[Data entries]
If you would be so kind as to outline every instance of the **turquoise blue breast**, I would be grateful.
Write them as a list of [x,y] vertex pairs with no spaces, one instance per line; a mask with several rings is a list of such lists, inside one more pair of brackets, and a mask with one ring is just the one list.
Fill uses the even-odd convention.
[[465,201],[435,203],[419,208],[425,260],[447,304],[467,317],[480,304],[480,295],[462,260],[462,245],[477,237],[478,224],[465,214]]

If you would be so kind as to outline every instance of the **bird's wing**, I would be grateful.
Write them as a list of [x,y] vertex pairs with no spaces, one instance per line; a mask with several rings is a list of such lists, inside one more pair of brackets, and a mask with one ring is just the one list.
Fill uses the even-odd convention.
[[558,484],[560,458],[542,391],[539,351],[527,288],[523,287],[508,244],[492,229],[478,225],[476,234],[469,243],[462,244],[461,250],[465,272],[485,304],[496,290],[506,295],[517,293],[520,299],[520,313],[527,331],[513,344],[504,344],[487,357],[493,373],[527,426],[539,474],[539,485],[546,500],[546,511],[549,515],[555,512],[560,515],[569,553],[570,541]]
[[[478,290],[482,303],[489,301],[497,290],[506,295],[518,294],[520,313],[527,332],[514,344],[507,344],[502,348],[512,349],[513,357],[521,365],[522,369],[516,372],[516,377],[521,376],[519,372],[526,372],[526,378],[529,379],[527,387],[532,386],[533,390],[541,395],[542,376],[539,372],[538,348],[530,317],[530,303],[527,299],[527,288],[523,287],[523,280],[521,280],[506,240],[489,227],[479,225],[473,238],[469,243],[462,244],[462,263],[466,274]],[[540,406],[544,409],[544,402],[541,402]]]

#### WHAT IS BEING ASKED
Output the data verbatim, starting at the line containing "wing**, I would be grateful." and continuing through the end of the data, with both of those lines included.

#### EXERCISE RESULT
If you would be so kind as to outline every instance of the **bird's wing**, I would be grateful.
Write them as a list of [x,y] vertex pairs with no spaces, one instance per line; a mask with several rings is a list of such lists, inside one more pair of brackets, and a mask with one ring is just the one list.
Fill uses the even-odd convention.
[[558,484],[560,458],[542,391],[539,351],[527,288],[523,287],[508,244],[492,229],[478,225],[476,234],[469,243],[462,244],[461,250],[465,272],[485,304],[496,290],[506,295],[517,293],[520,299],[520,313],[527,331],[513,344],[504,344],[487,357],[493,373],[527,426],[539,474],[539,485],[546,500],[546,511],[549,515],[555,512],[560,515],[569,553],[570,541]]
[[[478,290],[482,303],[489,301],[497,290],[506,295],[518,294],[520,313],[527,332],[514,344],[507,344],[502,348],[512,349],[513,357],[521,365],[522,369],[516,372],[516,377],[521,376],[519,372],[526,372],[526,378],[529,379],[527,387],[532,386],[533,390],[541,395],[542,376],[539,372],[538,348],[530,317],[530,303],[527,299],[527,288],[523,287],[523,280],[521,280],[506,240],[489,227],[479,225],[473,238],[469,243],[462,244],[462,263],[466,274]],[[540,406],[544,409],[544,402],[541,402]]]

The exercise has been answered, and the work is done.